>> BEGIN

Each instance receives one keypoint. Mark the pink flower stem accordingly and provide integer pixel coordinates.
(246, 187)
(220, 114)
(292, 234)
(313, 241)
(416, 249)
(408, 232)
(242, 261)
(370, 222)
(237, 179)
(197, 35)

>> END

(Problem to work on): Can you reproduce all of the items above again, word for word and unchanged?

(Exercise result):
Each instance receives one keypoint. Mark the pink flower stem accordingly and provide integer pixel coordinates.
(246, 187)
(220, 114)
(292, 234)
(313, 241)
(416, 249)
(408, 232)
(242, 261)
(370, 222)
(237, 179)
(197, 35)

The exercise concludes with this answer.